#### To be done:
[a] List every country named in the review of the volume on organized crime in European businesses.
[b] Resume the review of the volume on organized crime in European businesses, starting right after its last sentence.

#### Excerpted passage:
━━━━━━━━━━

Organised Crime in European Businesses
Ernesto Savona, Michele Riccardi and Giulia Berlusconi (eds.)
London: Routledge, 2016
Subject, Methods, Database:
This edited volume seeks to illuminate the diverse nature and extent of the influence organized criminals exert on legitimate businesses in Italy, Finland, France, the Netherlands, Slovenia, Spain, Sweden, and the United Kingdom.
The book is based on two research projects that were coordinated by the Transcrime institute and funded by the European Union. One project, Organised Crime Portfolio (OCP), investigated the generation, investment and confiscation of illicit proceeds and was carried out in 2012 and 2013. The other project, Assessing the Risk of the Infiltration of Organised Crime in EU Member States' Legitimate Economies (ARIEL), was concluded in 2015 and aimed at identifying the vulnerabilities of legitimate businesses to infiltration by organized crime groups.
The volume contains an introduction and a conclusion, both written by Transcrime director Ernesto Savona, and twelve separate chapters written by a total of 24 authors. The book is organized in five sections, one introductory section that addresses conceptual and methodological issues, three sections with country-specific chapters on the use of legitimate businesses in furtherance of particular criminal practices (trafficking, fraud, and criminal control over territories and markets), and finally a section that discusses research and policy implications.

━━━━━━━━━━

#### Entries supplied:

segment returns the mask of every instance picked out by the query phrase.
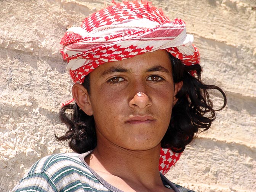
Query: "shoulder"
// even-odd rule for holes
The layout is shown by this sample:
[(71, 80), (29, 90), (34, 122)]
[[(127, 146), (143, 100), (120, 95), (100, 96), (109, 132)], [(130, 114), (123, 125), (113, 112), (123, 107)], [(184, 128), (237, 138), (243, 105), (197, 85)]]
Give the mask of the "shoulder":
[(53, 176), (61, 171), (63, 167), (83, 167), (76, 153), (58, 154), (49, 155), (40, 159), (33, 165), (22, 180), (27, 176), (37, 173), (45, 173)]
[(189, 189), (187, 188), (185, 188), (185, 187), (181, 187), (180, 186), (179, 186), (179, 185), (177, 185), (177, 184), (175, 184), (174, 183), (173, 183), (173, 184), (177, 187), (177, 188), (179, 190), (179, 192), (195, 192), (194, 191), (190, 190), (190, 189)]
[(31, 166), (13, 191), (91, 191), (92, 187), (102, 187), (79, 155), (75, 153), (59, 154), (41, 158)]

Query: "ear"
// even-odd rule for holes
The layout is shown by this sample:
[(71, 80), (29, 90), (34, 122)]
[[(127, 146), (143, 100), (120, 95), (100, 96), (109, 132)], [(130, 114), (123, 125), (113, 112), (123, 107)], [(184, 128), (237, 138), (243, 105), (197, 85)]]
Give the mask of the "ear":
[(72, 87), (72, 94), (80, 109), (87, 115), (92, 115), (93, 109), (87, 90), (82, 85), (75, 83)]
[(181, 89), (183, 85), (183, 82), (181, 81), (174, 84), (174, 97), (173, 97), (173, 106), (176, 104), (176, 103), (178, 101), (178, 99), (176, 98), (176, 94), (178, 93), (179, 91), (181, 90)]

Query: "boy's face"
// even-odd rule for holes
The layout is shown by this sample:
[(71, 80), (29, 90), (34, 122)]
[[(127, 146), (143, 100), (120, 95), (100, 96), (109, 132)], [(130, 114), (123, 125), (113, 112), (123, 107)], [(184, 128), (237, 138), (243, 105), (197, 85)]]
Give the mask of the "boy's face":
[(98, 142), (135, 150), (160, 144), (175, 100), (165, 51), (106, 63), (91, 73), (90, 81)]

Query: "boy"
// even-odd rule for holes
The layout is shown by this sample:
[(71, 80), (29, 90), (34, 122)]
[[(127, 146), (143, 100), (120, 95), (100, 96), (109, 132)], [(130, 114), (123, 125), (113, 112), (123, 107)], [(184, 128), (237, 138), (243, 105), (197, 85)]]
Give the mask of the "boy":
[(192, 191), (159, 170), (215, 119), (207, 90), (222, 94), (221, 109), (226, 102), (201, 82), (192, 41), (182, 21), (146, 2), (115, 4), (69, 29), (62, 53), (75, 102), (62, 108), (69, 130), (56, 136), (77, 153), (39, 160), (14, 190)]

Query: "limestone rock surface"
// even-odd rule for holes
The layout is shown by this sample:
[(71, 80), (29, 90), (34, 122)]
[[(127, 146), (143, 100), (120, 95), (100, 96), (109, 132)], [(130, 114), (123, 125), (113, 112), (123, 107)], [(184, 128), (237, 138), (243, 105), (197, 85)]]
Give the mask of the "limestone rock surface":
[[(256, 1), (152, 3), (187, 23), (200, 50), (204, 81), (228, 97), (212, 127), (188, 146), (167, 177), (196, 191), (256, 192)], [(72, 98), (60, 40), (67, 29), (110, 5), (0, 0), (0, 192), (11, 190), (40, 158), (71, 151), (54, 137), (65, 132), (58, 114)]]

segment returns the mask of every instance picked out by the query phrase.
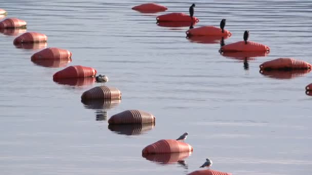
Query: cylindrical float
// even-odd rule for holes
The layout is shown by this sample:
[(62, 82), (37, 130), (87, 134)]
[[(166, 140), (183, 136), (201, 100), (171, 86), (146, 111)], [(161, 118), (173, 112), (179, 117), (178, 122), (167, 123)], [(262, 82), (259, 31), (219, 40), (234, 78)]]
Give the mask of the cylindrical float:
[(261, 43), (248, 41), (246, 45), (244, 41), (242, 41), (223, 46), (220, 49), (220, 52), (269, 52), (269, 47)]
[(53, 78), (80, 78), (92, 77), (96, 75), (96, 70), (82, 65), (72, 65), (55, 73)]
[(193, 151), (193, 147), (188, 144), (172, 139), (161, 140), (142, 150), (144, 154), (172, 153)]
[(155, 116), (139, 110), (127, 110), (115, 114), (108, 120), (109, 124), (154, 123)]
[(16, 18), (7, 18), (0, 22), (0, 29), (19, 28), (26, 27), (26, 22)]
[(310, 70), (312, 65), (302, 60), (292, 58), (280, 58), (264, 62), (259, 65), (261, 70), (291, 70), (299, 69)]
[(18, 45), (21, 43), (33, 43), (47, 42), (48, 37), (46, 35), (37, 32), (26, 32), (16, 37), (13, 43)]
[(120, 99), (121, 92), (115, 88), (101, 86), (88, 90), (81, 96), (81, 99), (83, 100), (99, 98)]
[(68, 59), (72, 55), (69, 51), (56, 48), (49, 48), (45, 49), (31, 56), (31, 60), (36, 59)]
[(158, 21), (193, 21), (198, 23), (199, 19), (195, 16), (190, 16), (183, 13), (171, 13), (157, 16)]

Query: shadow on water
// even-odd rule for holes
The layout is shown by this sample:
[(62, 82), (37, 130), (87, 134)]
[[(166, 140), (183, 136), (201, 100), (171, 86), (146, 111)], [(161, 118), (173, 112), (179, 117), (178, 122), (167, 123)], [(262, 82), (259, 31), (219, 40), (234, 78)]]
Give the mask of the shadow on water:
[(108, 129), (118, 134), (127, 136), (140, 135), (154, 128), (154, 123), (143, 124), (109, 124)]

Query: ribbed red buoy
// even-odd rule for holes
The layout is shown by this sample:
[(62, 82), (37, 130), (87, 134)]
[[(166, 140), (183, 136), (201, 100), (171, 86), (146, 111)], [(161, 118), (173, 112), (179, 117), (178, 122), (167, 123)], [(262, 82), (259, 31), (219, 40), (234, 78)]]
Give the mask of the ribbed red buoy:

━━━━━━━━━━

#### Answers for this exercise:
[a] Italy, Finland, France, the Netherlands, Slovenia, Spain, Sweden, the United Kingdom

[b]
The two introductory chapters on conceptual and methodological issues are written by Giulia Berlusconi and Michele Riccardi. The country reports on the Netherlands, Slovenia and Spain are grouped in the section on the infiltration of 'legitimate businesses to conceal and facilitate illicit trafficking'. Joras Ferwerda and Brigitte Unger emphasize the attractiveness of the Netherlands for transnational criminals and note that wholesale trade, retail trade and transportation are the sectors most likely to be the target of criminal infiltration. Boštjan Slak, Maja Modic, Katja Eman and Branko Ažman report that in Slovenia, 'bars, restaurants and similar businesses are most often infiltrated and owned by members of organised crime groups' (p. 54). They point out that there is no indication of the use of violence and intimidation in acquiring control over businesses and that criminals 'tend to own and/or manage businesses directly' rather than through straw persons (p. 55). The authors conclude that 'entrepreneurial initiatives are individualistic in nature' (p. 58) and 'the number of identified infiltration cases is relatively small' (p. 55). Jesús Palomo, Jerónimo Márquez and Pilar Laguna present data on the geographical and sectorial distribution of criminal investments in Spain. These data show a concentration in the real estate sector in Madrid and along the southern coast.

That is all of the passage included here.